Records from a dataset
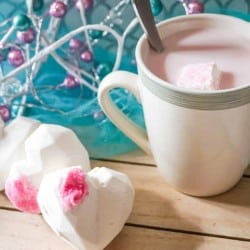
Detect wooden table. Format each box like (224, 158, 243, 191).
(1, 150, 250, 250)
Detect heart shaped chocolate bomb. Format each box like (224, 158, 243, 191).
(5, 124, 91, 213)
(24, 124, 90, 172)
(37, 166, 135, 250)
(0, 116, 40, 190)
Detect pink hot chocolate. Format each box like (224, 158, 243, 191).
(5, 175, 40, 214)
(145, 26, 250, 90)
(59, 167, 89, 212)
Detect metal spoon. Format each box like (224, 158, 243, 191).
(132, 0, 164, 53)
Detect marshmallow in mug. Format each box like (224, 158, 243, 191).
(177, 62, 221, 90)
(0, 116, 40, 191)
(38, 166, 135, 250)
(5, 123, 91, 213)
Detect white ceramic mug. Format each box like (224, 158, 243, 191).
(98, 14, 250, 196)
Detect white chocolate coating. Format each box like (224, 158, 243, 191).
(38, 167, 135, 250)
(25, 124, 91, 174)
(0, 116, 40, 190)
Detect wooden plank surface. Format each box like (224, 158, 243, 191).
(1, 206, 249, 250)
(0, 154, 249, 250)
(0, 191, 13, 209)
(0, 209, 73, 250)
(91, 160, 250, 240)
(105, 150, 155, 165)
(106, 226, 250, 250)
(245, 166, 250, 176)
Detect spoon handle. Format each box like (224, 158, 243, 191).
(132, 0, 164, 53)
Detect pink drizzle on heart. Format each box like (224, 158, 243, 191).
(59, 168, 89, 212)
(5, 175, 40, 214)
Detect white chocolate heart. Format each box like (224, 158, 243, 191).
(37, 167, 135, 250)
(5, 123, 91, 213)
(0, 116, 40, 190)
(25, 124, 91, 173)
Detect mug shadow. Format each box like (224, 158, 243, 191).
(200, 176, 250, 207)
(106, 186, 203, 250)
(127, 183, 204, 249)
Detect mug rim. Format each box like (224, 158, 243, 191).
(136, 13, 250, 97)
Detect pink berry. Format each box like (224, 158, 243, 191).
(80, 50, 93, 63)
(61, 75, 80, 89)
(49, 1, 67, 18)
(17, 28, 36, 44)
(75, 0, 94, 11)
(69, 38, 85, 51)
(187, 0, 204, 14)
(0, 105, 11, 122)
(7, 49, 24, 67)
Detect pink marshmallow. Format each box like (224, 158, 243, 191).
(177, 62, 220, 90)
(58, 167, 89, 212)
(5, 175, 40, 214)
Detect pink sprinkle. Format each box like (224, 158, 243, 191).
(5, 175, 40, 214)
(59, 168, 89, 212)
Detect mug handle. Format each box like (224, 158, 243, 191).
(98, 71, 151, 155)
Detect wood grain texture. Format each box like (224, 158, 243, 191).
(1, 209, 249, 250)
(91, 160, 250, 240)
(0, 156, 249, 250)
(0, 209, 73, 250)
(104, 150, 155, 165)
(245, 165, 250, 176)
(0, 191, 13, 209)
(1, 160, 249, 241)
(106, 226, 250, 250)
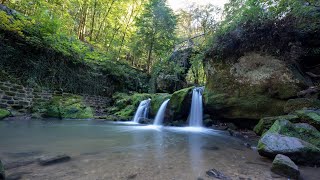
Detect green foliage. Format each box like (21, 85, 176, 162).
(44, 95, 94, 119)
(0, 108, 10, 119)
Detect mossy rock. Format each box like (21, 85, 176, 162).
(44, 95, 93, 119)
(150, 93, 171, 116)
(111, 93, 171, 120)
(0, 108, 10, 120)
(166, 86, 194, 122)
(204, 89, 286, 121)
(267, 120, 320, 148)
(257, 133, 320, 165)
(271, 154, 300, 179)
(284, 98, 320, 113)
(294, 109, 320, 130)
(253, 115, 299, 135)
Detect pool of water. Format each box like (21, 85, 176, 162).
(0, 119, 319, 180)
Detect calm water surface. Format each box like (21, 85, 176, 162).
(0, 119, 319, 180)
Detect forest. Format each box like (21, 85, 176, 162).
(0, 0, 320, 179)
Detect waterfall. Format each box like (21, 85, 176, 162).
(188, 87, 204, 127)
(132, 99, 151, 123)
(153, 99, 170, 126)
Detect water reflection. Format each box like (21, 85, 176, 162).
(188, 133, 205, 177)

• WORK TO COMPLETE:
When copying the entries above, keep each word as it is and exclude any image.

• PROBLEM SOLUTION:
Detect wooden table. Format each box like (224, 158, 243, 191).
(1, 150, 250, 250)
Detect heart shaped chocolate bomb. Format each box like (224, 158, 243, 191).
(5, 124, 91, 213)
(24, 124, 90, 172)
(37, 166, 135, 250)
(0, 116, 40, 190)
Detect pink hot chocolate. Format each box like (224, 158, 243, 191).
(5, 175, 40, 214)
(145, 26, 250, 90)
(59, 167, 89, 212)
Detect metal spoon. Format each box like (224, 158, 243, 191).
(132, 0, 164, 53)
Detect marshmallow in mug. Format each box like (224, 158, 243, 191).
(177, 62, 221, 90)
(0, 116, 40, 191)
(38, 166, 135, 250)
(5, 123, 91, 213)
Detect white ceramic mug. Format each box like (224, 158, 243, 191).
(98, 14, 250, 196)
Detect white chocolate coating. Format each box like (224, 158, 243, 191).
(38, 167, 135, 250)
(25, 124, 91, 174)
(0, 116, 40, 190)
Detect wooden plank surface. Format each box like (224, 158, 243, 191).
(1, 206, 249, 250)
(0, 154, 249, 250)
(0, 191, 13, 209)
(0, 209, 73, 250)
(91, 160, 250, 240)
(105, 150, 155, 165)
(106, 226, 250, 250)
(245, 166, 250, 176)
Detect spoon handle. Format each box like (224, 158, 243, 191).
(132, 0, 164, 53)
Detect pink drizzle on heart. Format each box like (224, 158, 243, 191).
(59, 168, 89, 212)
(5, 175, 40, 214)
Detect white chocolate heart. Format each box like (224, 158, 243, 191).
(37, 167, 135, 250)
(5, 123, 91, 213)
(0, 116, 40, 190)
(25, 124, 91, 173)
Detect mug shadow. Format each box like (224, 158, 243, 191).
(200, 176, 250, 207)
(106, 186, 203, 250)
(127, 183, 204, 249)
Detect mug rim. Format each box like (224, 158, 243, 191).
(136, 13, 250, 97)
Detect pink berry. Format each box like (224, 158, 243, 191).
(80, 50, 93, 63)
(61, 75, 80, 89)
(49, 1, 67, 18)
(17, 28, 36, 44)
(75, 0, 94, 11)
(69, 38, 85, 51)
(187, 0, 204, 14)
(0, 105, 11, 122)
(7, 49, 24, 67)
Detect pink marshmallow. Format each box like (224, 158, 243, 191).
(177, 62, 220, 90)
(58, 167, 89, 212)
(5, 175, 40, 214)
Detect pink sprinkle. Format each box like (224, 158, 243, 191).
(5, 175, 40, 214)
(59, 168, 89, 212)
Detect mug handle. Format each box like (224, 158, 243, 191).
(98, 71, 151, 155)
Detect wood grain texture. Format each box like (224, 158, 243, 191).
(1, 209, 249, 250)
(91, 160, 250, 240)
(0, 156, 249, 250)
(0, 209, 73, 250)
(104, 150, 155, 165)
(245, 165, 250, 176)
(0, 191, 13, 209)
(1, 160, 249, 241)
(106, 226, 250, 250)
Detect green foliage. Format each box like (21, 85, 176, 162).
(44, 95, 94, 119)
(0, 108, 10, 119)
Detect mossy rock. Format each box like (21, 85, 176, 162).
(44, 95, 93, 119)
(150, 93, 171, 116)
(111, 93, 171, 120)
(0, 108, 10, 120)
(166, 86, 194, 122)
(204, 89, 286, 121)
(267, 120, 320, 148)
(257, 133, 320, 165)
(271, 154, 300, 179)
(284, 98, 320, 113)
(294, 109, 320, 130)
(253, 115, 299, 135)
Detect pool of water. Format each box like (21, 85, 176, 162).
(0, 119, 319, 180)
Detect calm water surface. Format each box like (21, 85, 176, 162).
(0, 119, 319, 180)
Detect forest. Format each box like (21, 85, 176, 162).
(0, 0, 320, 179)
Detect waterfall. Format each box like (21, 85, 176, 162).
(188, 87, 204, 127)
(132, 99, 151, 123)
(153, 99, 170, 126)
Detect water reflection. Format each box like (21, 85, 176, 162).
(188, 133, 205, 177)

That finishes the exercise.